Tujuan Tugas
Dalam teks tentang persalinan lama, seberapa sering frekuensi DJJ harus dihitung selama fase aktif?

== Teks Bacaan ==

Pemeriksaan laboratorium untuk mengetahui kadar haemoglobin guna mengidentifikasi apakah pasien menderita anemia atau tidak.
Pemeriksaan sinar rontgen dilakukan jika diagnosis sulit ditegakkan karena terjadi moulage yang cukup banyak dan caput succedanum yang besar, pemeriksaan sinar rontgen dapat membantu menentukan posisi janin disamping menentukan bentuk dan ukuran panggul.
8. Prognosis
Bagi ibu
Persalinan lama terutama fase aktif memanjang menimbulkan efek terhadap ibu. Beratnya cedera meningkat dengan semakin lamanya proses persalinan, resiko tersebut naik dengan cepat setelah waktu 24 jam serta terdapat kenaikan insidensi atonia uteri, laserasi, perdarahan, infeksi, kelelahan ibu dan syok. Angka kelahiran dengan tindakan yang tinggi semakin memperburuk bahaya bagi ibu (Oxorn, 2010).
Bagi janin
Oxorn (2010) mengatakan bahwa semakin lama persalinan, semakin tinggi morbiditas serta mortalitas janin dan semakin sering terjadi keadaan berikut ini :
Asfiksia akibat partus lama itu sendiri
Trauma cerebri yang disebabkan oleh penekanan pada kepala janin
Cedera akibat tindakan ekstraksi dan rotasi dengan forceps yang sulit
Pecahnya ketuban lama sebelum kelahiran. Keadaan ini mengakibatkan terinfeksinya cairan ketuban dan selanjutnya dapat membawa infeksi paru-paru serta infeksi sistemik pada janin membawa akibat yang buruk bagi anak. Bahaya tersebut lebih besar lagi jika kemajuan persalinan pernah terhenti. Kenyataan ini khususnya terjadi saat kepala bayi macet pada dasar perineum untuk waktu yang lama sementara tengkorak kepala terus terbentur pada panggul ibu.
9. Penatalaksanaan
Menurut Saifuddin (2009), Simkin (2005) dan Oxorn (2010), penanganan umum pada ibu bersalin dengan kala I lama yaitu:
Nilai keadaan umum, tanda-tanda vital dan tingkat hidrasinya.
Tentukan keadaan janin:
Periksa DJJ selama atau segera sesudah his, hitung frekuensinya minimal sekali dalam 30 menit selama fase aktif.
Jika terdapat gawat janin lakukan sectio caesarea kecuali jika syarat dipenuhi lakukan ekstraksi vacum atau forceps.
Jika ketuban sudah pecah, air ketuban kehijau-hijauan atau bercampur darah pikirkan kemungkinan gawat janin.
Jika tidak ada air ketuban yang mengalir setelah selaput ketuban pecah, pertimbangkan adanya indikasi penurunan jumlah air ketuban yang dapat menyebabkan gawat janin.
Perbaiki keadaan umum dengan:
Beri dukungan semangat kepada pasien selama persalinan.

===
== Data yang Ditampilkan ==

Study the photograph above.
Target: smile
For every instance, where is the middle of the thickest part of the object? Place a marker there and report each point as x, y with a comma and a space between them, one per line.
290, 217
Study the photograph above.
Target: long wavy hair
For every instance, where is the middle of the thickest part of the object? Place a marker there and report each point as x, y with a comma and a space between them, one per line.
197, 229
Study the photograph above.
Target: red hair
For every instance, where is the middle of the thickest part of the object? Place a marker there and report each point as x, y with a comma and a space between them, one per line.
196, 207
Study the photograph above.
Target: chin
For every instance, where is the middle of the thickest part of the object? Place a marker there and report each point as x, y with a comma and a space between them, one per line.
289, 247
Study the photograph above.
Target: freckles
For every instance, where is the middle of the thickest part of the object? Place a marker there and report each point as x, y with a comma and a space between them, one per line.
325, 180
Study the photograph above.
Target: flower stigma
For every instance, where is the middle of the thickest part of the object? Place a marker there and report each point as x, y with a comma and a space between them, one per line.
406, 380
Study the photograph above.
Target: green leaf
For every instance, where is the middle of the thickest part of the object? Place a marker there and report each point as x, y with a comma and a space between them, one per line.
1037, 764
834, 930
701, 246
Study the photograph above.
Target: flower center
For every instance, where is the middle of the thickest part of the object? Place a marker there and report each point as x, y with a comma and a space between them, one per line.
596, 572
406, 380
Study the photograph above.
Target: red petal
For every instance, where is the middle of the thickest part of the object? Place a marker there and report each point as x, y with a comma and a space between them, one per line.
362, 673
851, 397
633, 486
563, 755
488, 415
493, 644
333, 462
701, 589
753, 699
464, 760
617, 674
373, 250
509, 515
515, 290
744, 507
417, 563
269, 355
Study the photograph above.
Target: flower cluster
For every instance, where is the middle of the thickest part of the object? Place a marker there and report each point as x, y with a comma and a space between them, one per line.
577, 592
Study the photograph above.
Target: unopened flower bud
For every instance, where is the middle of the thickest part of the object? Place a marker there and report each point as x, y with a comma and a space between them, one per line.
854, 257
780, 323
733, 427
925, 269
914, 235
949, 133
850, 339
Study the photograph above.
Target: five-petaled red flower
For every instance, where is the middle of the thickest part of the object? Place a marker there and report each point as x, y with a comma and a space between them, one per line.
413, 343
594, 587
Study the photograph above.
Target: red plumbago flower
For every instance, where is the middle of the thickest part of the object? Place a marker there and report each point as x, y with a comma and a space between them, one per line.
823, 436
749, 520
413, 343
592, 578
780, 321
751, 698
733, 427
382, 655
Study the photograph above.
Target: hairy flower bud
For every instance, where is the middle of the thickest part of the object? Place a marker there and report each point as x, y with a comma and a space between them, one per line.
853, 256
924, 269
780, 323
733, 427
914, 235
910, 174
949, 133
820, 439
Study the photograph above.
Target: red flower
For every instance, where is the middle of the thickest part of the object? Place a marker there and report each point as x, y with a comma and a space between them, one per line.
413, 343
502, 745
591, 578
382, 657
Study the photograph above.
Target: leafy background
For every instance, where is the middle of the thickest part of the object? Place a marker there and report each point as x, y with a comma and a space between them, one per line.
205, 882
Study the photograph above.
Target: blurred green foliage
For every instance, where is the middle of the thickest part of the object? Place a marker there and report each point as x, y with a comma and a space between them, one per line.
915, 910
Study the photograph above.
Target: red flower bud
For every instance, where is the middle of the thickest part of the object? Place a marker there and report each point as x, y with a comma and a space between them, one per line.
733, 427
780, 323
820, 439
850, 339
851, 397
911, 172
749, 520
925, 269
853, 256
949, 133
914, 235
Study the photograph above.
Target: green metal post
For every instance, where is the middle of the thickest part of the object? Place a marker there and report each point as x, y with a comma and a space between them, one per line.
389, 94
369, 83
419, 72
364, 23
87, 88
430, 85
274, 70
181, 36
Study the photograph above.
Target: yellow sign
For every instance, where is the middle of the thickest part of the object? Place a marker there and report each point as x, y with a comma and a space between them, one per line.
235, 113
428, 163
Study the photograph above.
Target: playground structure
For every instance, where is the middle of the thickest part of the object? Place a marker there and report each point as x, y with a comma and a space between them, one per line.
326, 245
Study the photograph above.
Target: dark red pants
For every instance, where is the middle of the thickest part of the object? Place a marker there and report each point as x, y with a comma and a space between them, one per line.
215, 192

===

Tempat Jawaban
Minimal sekali dalam 30 menit.